_Source text:_
....................

Supplied to Anderson?
Some of you might be wondering what inspired my blog’s name. It’s an homage to my days as a wire service reporter at City News Bureau of Chicago. We didn’t get bylines back then, and anyway we did things old-school. For instance, instead of having a staff full of reporter-writers, we had a staff of reporters and a separate staff of writers — known in industry parlance as “rewrites.”
Anyway, when you started out at City News you got a police reporter’s beat. What this really meant was you were a general assignment reporter shagged all over town to wherever you were needed. On any given day that could be the Chicago mayor’s news conference, some triple murder or a three-alarm fire. Or on a slow news day it could mean sitting in a police station doing “beat checks,” calling up grumpy desk sergeants trying to ask them if anything was happening before they slammed the phone down on you. Or, worse, it could mean fetching dreaded man-on-the-street quotes about the bus fare hikes. Reporters would phone in their quotes and other information to a rewrite who would absolutely run you through the wringer and then the rewrite would hack out the story. So the byline would read Anderson to Cuneo, for example.

....................

_Source material:_

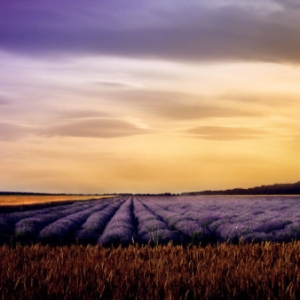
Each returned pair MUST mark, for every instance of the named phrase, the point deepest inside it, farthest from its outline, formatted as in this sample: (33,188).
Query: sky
(148,96)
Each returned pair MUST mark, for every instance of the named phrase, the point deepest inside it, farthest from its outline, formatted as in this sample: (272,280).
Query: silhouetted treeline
(275,189)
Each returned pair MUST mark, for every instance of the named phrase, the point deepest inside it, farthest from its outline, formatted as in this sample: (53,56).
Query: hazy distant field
(161,258)
(157,220)
(36,199)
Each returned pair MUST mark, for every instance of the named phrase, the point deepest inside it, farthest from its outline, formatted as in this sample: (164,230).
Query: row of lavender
(158,220)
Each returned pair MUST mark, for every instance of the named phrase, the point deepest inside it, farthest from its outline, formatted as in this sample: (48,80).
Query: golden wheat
(245,271)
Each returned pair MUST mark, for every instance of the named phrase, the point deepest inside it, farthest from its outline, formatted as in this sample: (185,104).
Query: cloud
(226,133)
(179,106)
(171,30)
(94,128)
(10,131)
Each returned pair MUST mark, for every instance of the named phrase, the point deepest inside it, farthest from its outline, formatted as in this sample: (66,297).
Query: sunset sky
(148,96)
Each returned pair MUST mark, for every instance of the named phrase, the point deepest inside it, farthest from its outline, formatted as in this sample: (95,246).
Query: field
(156,220)
(39,199)
(152,247)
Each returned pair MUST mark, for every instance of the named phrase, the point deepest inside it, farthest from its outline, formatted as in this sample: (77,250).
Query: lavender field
(157,220)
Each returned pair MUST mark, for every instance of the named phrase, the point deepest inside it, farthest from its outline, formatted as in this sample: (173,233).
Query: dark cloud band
(191,32)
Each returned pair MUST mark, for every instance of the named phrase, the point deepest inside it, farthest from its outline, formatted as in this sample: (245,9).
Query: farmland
(156,220)
(152,247)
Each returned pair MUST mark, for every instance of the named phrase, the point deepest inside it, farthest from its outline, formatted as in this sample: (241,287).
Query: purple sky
(148,96)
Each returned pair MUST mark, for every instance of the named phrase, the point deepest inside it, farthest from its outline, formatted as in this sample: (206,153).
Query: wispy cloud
(226,133)
(180,106)
(9,131)
(94,128)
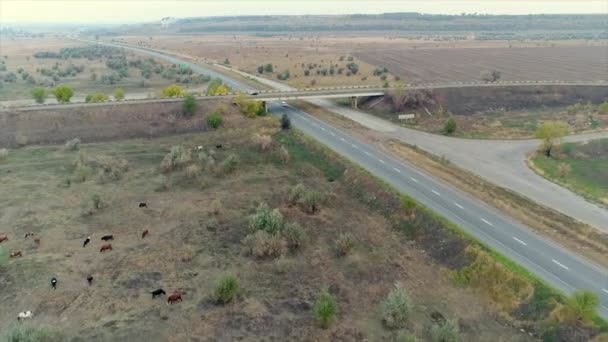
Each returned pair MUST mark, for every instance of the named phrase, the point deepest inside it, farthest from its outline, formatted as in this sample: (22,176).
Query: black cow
(159,292)
(107,237)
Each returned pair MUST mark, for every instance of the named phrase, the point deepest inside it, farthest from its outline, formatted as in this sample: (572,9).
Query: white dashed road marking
(560,265)
(518,240)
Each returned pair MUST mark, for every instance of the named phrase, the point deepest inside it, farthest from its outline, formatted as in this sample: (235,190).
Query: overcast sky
(125,11)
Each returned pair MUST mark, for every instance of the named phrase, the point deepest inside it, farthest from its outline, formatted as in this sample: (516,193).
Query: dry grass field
(198,217)
(17,53)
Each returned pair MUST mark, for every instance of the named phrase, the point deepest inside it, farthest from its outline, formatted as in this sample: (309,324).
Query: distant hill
(567,26)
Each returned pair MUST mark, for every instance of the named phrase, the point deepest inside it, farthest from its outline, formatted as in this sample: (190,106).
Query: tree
(119,94)
(584,304)
(63,93)
(550,133)
(173,91)
(490,76)
(325,309)
(449,127)
(189,105)
(285,122)
(39,94)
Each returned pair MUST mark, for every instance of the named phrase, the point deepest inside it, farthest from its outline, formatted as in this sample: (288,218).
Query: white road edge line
(518,240)
(561,265)
(487,222)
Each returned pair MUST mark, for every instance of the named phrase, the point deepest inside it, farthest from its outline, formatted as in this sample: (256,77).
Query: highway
(550,262)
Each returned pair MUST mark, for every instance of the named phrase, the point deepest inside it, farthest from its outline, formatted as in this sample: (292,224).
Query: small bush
(344,244)
(285,122)
(3,154)
(226,288)
(325,309)
(449,127)
(296,193)
(263,245)
(214,120)
(266,219)
(396,307)
(446,332)
(294,235)
(72,145)
(230,164)
(263,141)
(563,169)
(21,140)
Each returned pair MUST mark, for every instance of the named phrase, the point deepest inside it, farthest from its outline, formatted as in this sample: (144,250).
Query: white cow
(25,315)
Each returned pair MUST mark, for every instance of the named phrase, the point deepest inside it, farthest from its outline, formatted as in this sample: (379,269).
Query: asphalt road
(550,262)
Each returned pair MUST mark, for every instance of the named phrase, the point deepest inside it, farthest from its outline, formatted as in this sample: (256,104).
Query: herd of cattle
(175,297)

....................

_Activities:_
[1] List the assignments the blog post says a new City News reporter might be sent to on a given day.
[2] Retype the stretch of the blog post from "Anyway, when you" through "Cuneo, for example.".
[3] According to the blog post, what was the industry term for the separate staff of writers at City News Bureau of Chicago?

_Answer list:_
[1]
- The Chicago mayor's news conference
- A triple murder
- A three-alarm fire
- Beat checks from a police station on a slow news day
- Fetching man-on-the-street quotes about the bus fare hikes

[2]
Anyway, when you started out at City News you got a police reporter’s beat. What this really meant was you were a general assignment reporter shagged all over town to wherever you were needed. On any given day that could be the Chicago mayor’s news conference, some triple murder or a three-alarm fire. Or on a slow news day it could mean sitting in a police station doing “beat checks,” calling up grumpy desk sergeants trying to ask them if anything was happening before they slammed the phone down on you. Or, worse, it could mean fetching dreaded man-on-the-street quotes about the bus fare hikes. Reporters would phone in their quotes and other information to a rewrite who would absolutely run you through the wringer and then the rewrite would hack out the story. So the byline would read Anderson to Cuneo, for example.

[3] Rewrites.